Task requirements ->
I would like you to transcribe all of the data exactly.

Data for processing ->
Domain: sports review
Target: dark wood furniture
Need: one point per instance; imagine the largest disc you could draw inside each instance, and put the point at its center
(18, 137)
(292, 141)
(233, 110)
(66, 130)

The completed task ->
Domain: sports review
Target: dark wood furniture
Need: one point per instance; imagine the largest disc you could draw inside each instance, and put the point at its center
(18, 137)
(292, 141)
(233, 110)
(66, 130)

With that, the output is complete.